• Source passage
^^^^

Closed marcellobullo closed 1 year ago
I did look into this but the ks_2samp
statistics does compare the underlying continuous distributions F(x) and G(x). In distfit
, the empirical distribution is compared to the pdfs so there is no MLE in between. If you have python code available for the reference, I can look into that.
See ref here.
If there is anything else regarding this issue, re-open or send me a pm.
Hi Erdogan,
Thank you to have checked this issue.
By the way, the issue is in the pdfs you compare your data with. Such pdfs, in fact, are a family of distributions (i.e. Gaussian) whose parameters (i.e. mean and variance) are estimated using MLE (actually the method you use to estimate them doesn't matter, the problem is the fact you are estimating such parameters from your sample). Precisely, this occurs in _compute_score_distribution
, when the function distribution.fit(data)
(https://docs.scipy.org/doc/scipy/reference/generated/scipy.stats.rv_continuous.fit.html) is invoked to estimate such parameters. Roughly speaking, comparing data with a distribution whose parameters are estimated from the same data is like "cheating" and the properties of the KS statistics are no longer preserved.
Hope this can help you.
Marcello
I am not following you entirely I think. The distribution and parameters are not estimated from the same data. At one side there is the empirical user input data with unknown distribution, and at the other side are the pdfs with known function. The stats, such as KS, are used to determine the best fit. What am I missing here?
The KS statistic is used to test if the empirical user input data can be seen as generated by a test distribution (no fitting involved), and it is computed between 2 data sequences: one is the empirical user input data and the other is a sequence generated by a test distribution. Let's suppose that the test distribution belongs to Gaussian family, which is the set of all possible Gaussian random variables on varying mean and variance. In order to generate those samples you need a specific gaussian random variable with specific mean and variance. How do you choose mean and variance of your Gaussian pdf to perform the KS test? You use the empirical user input data to "fit" (estimate) the parameters and that is not preserving the property of KS statistics. What you can do is to use parametric/non-parametric bootstrapping, as I suggested
I hope it is clear, but feel free to ask.

^^^^

• Required work
Reproduce the forum thread on the KS statistic word for word, from "Closed marcellobullo closed" up to and including "look into that.".

(Region labeling entries)
^^^^

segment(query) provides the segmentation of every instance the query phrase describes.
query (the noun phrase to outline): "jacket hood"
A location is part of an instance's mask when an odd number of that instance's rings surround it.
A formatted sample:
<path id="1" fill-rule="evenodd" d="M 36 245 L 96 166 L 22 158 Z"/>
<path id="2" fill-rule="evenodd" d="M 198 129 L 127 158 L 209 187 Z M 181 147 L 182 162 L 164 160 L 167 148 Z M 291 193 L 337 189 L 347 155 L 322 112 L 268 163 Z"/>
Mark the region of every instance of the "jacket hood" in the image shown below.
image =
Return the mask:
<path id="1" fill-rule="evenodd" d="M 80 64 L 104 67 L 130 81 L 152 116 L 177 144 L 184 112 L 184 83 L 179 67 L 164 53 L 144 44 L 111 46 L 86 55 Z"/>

^^^^

• Result of the task
Closed marcellobullo closed 1 year ago
I did look into this but the ks_2samp
statistics does compare the underlying continuous distributions F(x) and G(x). In distfit
, the empirical distribution is compared to the pdfs so there is no MLE in between. If you have python code available for the reference, I can look into that.